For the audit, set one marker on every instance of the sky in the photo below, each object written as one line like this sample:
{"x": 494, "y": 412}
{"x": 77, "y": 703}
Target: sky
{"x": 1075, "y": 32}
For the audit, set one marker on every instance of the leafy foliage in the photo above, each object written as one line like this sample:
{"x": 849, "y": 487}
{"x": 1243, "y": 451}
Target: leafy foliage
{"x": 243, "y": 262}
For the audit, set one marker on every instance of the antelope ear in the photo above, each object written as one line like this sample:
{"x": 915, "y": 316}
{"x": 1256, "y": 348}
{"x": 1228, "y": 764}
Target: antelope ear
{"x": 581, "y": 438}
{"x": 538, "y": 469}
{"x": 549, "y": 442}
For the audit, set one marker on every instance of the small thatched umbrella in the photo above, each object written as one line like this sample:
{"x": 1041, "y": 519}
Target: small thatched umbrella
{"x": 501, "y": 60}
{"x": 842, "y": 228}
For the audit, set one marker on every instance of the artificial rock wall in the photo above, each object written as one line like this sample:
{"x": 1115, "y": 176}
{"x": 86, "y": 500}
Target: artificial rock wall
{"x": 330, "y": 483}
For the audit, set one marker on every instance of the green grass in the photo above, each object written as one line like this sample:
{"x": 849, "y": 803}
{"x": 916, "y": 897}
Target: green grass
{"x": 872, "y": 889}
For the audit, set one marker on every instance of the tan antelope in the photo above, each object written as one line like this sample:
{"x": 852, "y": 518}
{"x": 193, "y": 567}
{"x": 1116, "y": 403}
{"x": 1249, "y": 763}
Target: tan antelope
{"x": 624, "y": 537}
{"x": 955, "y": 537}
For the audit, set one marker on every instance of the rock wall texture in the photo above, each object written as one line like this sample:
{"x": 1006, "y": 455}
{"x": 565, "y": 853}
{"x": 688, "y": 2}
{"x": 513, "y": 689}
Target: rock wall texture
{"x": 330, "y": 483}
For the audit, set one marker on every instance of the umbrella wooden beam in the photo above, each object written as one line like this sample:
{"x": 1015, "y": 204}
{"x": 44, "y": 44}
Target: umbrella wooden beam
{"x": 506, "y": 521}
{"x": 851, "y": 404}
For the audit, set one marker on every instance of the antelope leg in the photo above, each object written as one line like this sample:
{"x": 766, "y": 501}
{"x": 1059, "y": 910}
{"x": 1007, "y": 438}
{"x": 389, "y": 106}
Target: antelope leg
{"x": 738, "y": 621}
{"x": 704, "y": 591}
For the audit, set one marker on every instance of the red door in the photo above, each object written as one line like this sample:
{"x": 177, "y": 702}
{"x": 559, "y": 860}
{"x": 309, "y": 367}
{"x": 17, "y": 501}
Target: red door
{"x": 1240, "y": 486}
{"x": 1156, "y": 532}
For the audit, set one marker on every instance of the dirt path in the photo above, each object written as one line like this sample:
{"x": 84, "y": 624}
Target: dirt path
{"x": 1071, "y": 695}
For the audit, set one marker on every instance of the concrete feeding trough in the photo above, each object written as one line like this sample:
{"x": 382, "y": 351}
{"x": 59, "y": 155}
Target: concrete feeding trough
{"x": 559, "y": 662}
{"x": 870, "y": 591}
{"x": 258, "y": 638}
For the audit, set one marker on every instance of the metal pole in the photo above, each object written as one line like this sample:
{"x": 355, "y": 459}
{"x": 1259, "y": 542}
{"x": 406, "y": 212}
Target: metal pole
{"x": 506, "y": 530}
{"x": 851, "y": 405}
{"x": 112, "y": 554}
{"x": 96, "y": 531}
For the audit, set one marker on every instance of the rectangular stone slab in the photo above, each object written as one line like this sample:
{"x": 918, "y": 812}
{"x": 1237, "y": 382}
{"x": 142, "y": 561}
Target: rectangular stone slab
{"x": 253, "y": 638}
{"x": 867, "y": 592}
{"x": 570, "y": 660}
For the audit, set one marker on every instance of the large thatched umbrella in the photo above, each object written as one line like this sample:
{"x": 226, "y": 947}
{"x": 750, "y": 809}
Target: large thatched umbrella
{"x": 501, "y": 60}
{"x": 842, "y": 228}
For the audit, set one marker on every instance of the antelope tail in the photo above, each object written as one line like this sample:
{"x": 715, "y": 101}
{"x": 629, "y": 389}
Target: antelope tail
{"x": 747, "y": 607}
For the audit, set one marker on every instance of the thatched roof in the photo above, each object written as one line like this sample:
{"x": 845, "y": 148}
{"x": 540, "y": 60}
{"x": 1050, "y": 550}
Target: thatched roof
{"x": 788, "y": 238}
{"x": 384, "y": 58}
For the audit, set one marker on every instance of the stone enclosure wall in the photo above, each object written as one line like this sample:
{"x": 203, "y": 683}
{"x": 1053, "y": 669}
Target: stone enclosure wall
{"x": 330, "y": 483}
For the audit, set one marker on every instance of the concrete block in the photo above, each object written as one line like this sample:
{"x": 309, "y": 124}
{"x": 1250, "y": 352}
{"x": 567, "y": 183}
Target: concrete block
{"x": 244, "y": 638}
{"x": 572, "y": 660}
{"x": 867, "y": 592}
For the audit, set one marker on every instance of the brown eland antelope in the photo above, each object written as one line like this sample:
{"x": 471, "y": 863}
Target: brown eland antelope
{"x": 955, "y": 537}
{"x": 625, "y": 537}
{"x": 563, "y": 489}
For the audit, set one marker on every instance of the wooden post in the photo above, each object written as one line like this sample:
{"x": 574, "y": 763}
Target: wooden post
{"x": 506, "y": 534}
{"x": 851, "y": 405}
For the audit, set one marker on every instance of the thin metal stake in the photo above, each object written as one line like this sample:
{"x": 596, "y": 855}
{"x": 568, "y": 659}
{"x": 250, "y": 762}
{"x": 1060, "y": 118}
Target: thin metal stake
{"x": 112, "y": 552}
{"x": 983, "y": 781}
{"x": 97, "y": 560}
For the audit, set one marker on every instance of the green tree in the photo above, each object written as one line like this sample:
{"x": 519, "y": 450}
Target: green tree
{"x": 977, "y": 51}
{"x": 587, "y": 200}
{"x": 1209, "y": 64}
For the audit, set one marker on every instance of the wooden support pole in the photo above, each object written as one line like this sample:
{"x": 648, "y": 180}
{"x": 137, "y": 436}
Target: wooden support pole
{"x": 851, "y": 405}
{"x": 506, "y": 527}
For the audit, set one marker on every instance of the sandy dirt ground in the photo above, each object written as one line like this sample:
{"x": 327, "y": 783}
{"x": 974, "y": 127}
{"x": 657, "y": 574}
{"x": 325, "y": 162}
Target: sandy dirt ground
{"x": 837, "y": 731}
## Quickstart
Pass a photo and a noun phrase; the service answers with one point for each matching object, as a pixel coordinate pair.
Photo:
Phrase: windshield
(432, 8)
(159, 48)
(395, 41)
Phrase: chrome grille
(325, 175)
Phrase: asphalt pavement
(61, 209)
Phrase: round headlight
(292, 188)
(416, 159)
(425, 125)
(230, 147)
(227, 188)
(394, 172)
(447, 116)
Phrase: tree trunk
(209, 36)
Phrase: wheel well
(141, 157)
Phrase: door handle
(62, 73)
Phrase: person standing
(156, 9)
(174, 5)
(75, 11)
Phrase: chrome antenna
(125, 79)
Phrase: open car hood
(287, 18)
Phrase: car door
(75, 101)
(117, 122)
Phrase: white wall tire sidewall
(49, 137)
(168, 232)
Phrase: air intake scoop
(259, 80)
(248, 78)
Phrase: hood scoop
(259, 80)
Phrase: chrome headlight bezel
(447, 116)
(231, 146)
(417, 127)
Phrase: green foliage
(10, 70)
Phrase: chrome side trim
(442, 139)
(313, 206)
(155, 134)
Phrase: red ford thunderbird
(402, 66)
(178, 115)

## WHAT THIS TASK INVOLVES
Output every entry shown above, exactly.

## RESPONSE TO THIS TASK
For the audit, set one marker on every instance of the sky in the photo below, each object written as one line like this sample:
{"x": 494, "y": 412}
{"x": 77, "y": 703}
Target: sky
{"x": 1075, "y": 32}
For the audit, set one marker on every instance of the leafy foliage in the photo above, each object written as one line like this sample:
{"x": 849, "y": 487}
{"x": 1243, "y": 451}
Target: leafy foliage
{"x": 243, "y": 262}
For the audit, set one marker on every instance of the antelope ear in the photo above, each object written as one line like this sample:
{"x": 915, "y": 316}
{"x": 1256, "y": 348}
{"x": 1228, "y": 764}
Target: antelope ear
{"x": 581, "y": 438}
{"x": 538, "y": 469}
{"x": 549, "y": 442}
For the audit, set one marker on every instance of the small thatched umbrella in the photo above, each object written as one line like this sample:
{"x": 1041, "y": 519}
Target: small thatched umbrella
{"x": 501, "y": 60}
{"x": 842, "y": 228}
For the audit, set one marker on every instance of the artificial rock wall in the photo above, each object written as one line like this sample:
{"x": 1115, "y": 176}
{"x": 86, "y": 500}
Target: artificial rock wall
{"x": 330, "y": 483}
For the audit, set one marker on every instance of the green grass in the photo above, each object written as one line like this sample:
{"x": 849, "y": 803}
{"x": 916, "y": 897}
Target: green grass
{"x": 872, "y": 889}
For the audit, set one marker on every instance of the tan antelope in the photo above, each object written as one line like this sample:
{"x": 852, "y": 518}
{"x": 193, "y": 567}
{"x": 1116, "y": 403}
{"x": 1249, "y": 763}
Target: tan antelope
{"x": 624, "y": 537}
{"x": 955, "y": 537}
For the audit, set one marker on every instance of the rock wall texture in the photo above, each object written as one line like this sample:
{"x": 1006, "y": 455}
{"x": 565, "y": 853}
{"x": 688, "y": 2}
{"x": 513, "y": 689}
Target: rock wall texture
{"x": 330, "y": 483}
For the audit, set one marker on every instance of the umbrella wooden beam in the photo above, each object written as one line like this sample:
{"x": 1015, "y": 204}
{"x": 44, "y": 44}
Target: umbrella wooden beam
{"x": 506, "y": 521}
{"x": 851, "y": 404}
For the audit, set one marker on every instance of the antelope leg in the photo above, each object written as one line like this sample:
{"x": 766, "y": 501}
{"x": 1059, "y": 910}
{"x": 1007, "y": 438}
{"x": 389, "y": 106}
Target: antelope leg
{"x": 738, "y": 621}
{"x": 704, "y": 591}
For the audit, set one marker on every instance of the red door in the photo above, each object written as one line like this sample:
{"x": 177, "y": 702}
{"x": 559, "y": 860}
{"x": 309, "y": 367}
{"x": 17, "y": 501}
Target: red door
{"x": 1240, "y": 486}
{"x": 1156, "y": 532}
For the audit, set one marker on every instance of the dirt path in the photo above, each object written as one line like this sample:
{"x": 84, "y": 624}
Target: dirt path
{"x": 1071, "y": 695}
For the audit, set one marker on every instance of the concrete feeding trough in the photo above, each object written as one line like this sample:
{"x": 382, "y": 351}
{"x": 59, "y": 155}
Target: concrete feeding trough
{"x": 559, "y": 662}
{"x": 870, "y": 591}
{"x": 258, "y": 638}
For the audit, set one marker on every instance of the metal pole in the photo above, each object written as one line like this sample:
{"x": 355, "y": 459}
{"x": 1259, "y": 542}
{"x": 406, "y": 212}
Target: metal pole
{"x": 506, "y": 530}
{"x": 851, "y": 405}
{"x": 112, "y": 554}
{"x": 96, "y": 531}
For the audit, set one marker on every instance of the rectangular stone slab in the photo above, each object written as one line like this sample:
{"x": 918, "y": 812}
{"x": 1237, "y": 382}
{"x": 142, "y": 561}
Target: rectangular stone slab
{"x": 253, "y": 638}
{"x": 867, "y": 592}
{"x": 570, "y": 660}
For the audit, set one marker on every instance of the large thatched umbrella in the photo above, each object written as one line like this sample:
{"x": 226, "y": 947}
{"x": 750, "y": 809}
Target: large thatched umbrella
{"x": 501, "y": 60}
{"x": 842, "y": 228}
For the audit, set one marker on every instance of the antelope tail in the photo above, each object written as one line like this sample:
{"x": 715, "y": 101}
{"x": 629, "y": 389}
Target: antelope tail
{"x": 747, "y": 607}
For the audit, set one marker on every instance of the thatched roof in the photo above, each object written as one line like this sample:
{"x": 845, "y": 148}
{"x": 540, "y": 60}
{"x": 1050, "y": 550}
Target: thatched roof
{"x": 788, "y": 238}
{"x": 384, "y": 58}
For the audit, set one marker on every instance of the stone enclosure wall in the photo above, each object written as one line like this sample:
{"x": 203, "y": 683}
{"x": 1053, "y": 669}
Target: stone enclosure wall
{"x": 330, "y": 483}
For the audit, set one marker on every instance of the concrete block in the photo above, each object written as one line like this sample:
{"x": 309, "y": 124}
{"x": 1250, "y": 352}
{"x": 567, "y": 183}
Target: concrete block
{"x": 244, "y": 638}
{"x": 572, "y": 660}
{"x": 867, "y": 592}
For the audit, set one marker on every instance of the brown eland antelope in the photo above, each object written as one line like this sample:
{"x": 471, "y": 863}
Target: brown eland antelope
{"x": 955, "y": 537}
{"x": 625, "y": 537}
{"x": 563, "y": 489}
For the audit, set one marker on every instance of the wooden post in the photo above, each object written as one line like this sample:
{"x": 574, "y": 763}
Target: wooden post
{"x": 506, "y": 534}
{"x": 851, "y": 405}
For the audit, set one marker on every instance of the thin metal stake in the photo above, each object written as one line like this sample:
{"x": 596, "y": 855}
{"x": 568, "y": 659}
{"x": 250, "y": 762}
{"x": 1060, "y": 118}
Target: thin metal stake
{"x": 112, "y": 552}
{"x": 983, "y": 781}
{"x": 97, "y": 560}
For the audit, set one marker on every instance of the green tree in the photo above, each object written as one line like this sample:
{"x": 519, "y": 450}
Target: green tree
{"x": 977, "y": 51}
{"x": 587, "y": 200}
{"x": 1209, "y": 64}
For the audit, set one marker on every instance of the wooden support pole in the photo above, each object written as one line like this sample:
{"x": 648, "y": 180}
{"x": 137, "y": 436}
Target: wooden support pole
{"x": 851, "y": 405}
{"x": 506, "y": 527}
For the audit, set one marker on every instance of the sandy dirt ground in the photo above, each object written as one line like this sample:
{"x": 327, "y": 783}
{"x": 974, "y": 127}
{"x": 657, "y": 574}
{"x": 325, "y": 162}
Target: sandy dirt ground
{"x": 837, "y": 731}
## Quickstart
Pass a photo and a noun phrase; the service answers with one point for each matching object, as a pixel coordinate pair.
Photo:
Phrase: windshield
(432, 8)
(159, 48)
(395, 41)
Phrase: chrome grille
(325, 175)
Phrase: asphalt pavement
(61, 209)
Phrase: round headlight
(292, 188)
(416, 159)
(425, 125)
(230, 147)
(227, 188)
(394, 172)
(447, 116)
Phrase: tree trunk
(209, 36)
Phrase: wheel well
(141, 157)
Phrase: door handle
(62, 73)
Phrase: person standing
(156, 9)
(174, 5)
(75, 11)
Phrase: chrome antenna
(125, 79)
Phrase: open car hood
(287, 18)
Phrase: car door
(75, 101)
(117, 122)
Phrase: white wall tire sidewall
(49, 137)
(168, 232)
Phrase: air intake scoop
(259, 80)
(248, 78)
Phrase: hood scoop
(259, 80)
Phrase: chrome headlight bezel
(447, 116)
(231, 146)
(417, 127)
Phrase: green foliage
(10, 70)
Phrase: chrome side trim
(442, 139)
(313, 206)
(155, 134)
Phrase: red ford thunderbird
(402, 66)
(178, 115)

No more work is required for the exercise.